***** Input rows
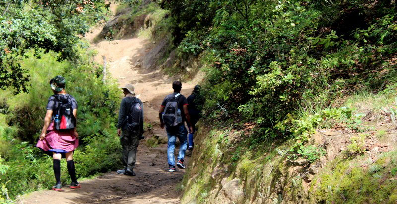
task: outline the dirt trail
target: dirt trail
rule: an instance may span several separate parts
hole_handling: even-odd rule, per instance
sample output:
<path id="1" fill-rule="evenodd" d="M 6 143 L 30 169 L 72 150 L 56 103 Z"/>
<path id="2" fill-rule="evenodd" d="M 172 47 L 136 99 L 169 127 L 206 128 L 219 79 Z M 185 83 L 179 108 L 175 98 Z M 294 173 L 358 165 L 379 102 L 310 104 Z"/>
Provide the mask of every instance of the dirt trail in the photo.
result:
<path id="1" fill-rule="evenodd" d="M 113 11 L 115 7 L 111 8 Z M 172 81 L 178 77 L 170 77 L 158 70 L 144 70 L 139 64 L 142 58 L 150 53 L 153 43 L 144 38 L 132 38 L 103 41 L 93 43 L 92 41 L 101 28 L 94 28 L 93 33 L 86 38 L 91 41 L 92 47 L 98 51 L 95 60 L 103 63 L 102 55 L 108 61 L 108 71 L 121 86 L 132 83 L 135 86 L 139 98 L 144 102 L 145 120 L 153 125 L 151 133 L 166 136 L 165 131 L 158 125 L 158 110 L 164 97 L 172 92 Z M 183 83 L 183 94 L 187 96 L 195 82 Z M 82 188 L 72 190 L 64 186 L 61 192 L 43 190 L 32 192 L 22 197 L 20 203 L 24 204 L 178 204 L 180 192 L 177 190 L 184 170 L 168 172 L 167 147 L 163 144 L 149 148 L 141 141 L 138 149 L 136 177 L 120 175 L 115 172 L 106 173 L 93 179 L 80 181 Z M 177 150 L 179 148 L 176 148 Z M 186 163 L 189 163 L 190 153 L 187 151 Z M 177 153 L 176 151 L 176 153 Z M 78 169 L 77 169 L 78 171 Z"/>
**********
▸ **What is needed**:
Retype the listing above line for line, without the pictures.

▸ **Task result**:
task: outline the dirt trail
target: dirt trail
rule: an instance may span several separate parts
hole_handling: even-odd rule, per instance
sample output:
<path id="1" fill-rule="evenodd" d="M 6 143 L 30 169 L 72 150 L 56 103 Z"/>
<path id="2" fill-rule="evenodd" d="M 172 47 L 136 99 L 169 127 L 206 128 L 219 79 Z M 185 83 L 179 108 L 175 98 Z M 294 173 L 358 165 L 379 102 L 310 104 Z"/>
Provide the mask of every instance of the dirt trail in the photo.
result:
<path id="1" fill-rule="evenodd" d="M 113 11 L 115 7 L 111 8 Z M 172 81 L 178 77 L 170 77 L 158 70 L 144 70 L 139 64 L 142 58 L 150 53 L 153 43 L 144 38 L 132 38 L 103 41 L 93 43 L 92 41 L 101 28 L 94 28 L 93 33 L 86 38 L 91 41 L 92 47 L 98 51 L 95 60 L 103 63 L 102 55 L 108 61 L 108 71 L 121 86 L 132 83 L 135 86 L 139 98 L 144 102 L 145 120 L 153 125 L 151 133 L 166 136 L 165 131 L 158 125 L 158 110 L 164 97 L 172 92 Z M 183 83 L 183 94 L 187 96 L 195 82 Z M 82 188 L 72 190 L 64 186 L 61 192 L 43 190 L 32 192 L 22 197 L 20 203 L 24 204 L 178 204 L 180 192 L 177 190 L 184 170 L 168 172 L 167 147 L 163 144 L 149 148 L 141 141 L 138 149 L 136 177 L 120 175 L 115 172 L 106 173 L 93 179 L 80 181 Z M 177 150 L 179 148 L 176 148 Z M 186 163 L 189 163 L 190 153 L 187 151 Z M 177 153 L 176 151 L 176 153 Z M 78 169 L 77 169 L 78 171 Z"/>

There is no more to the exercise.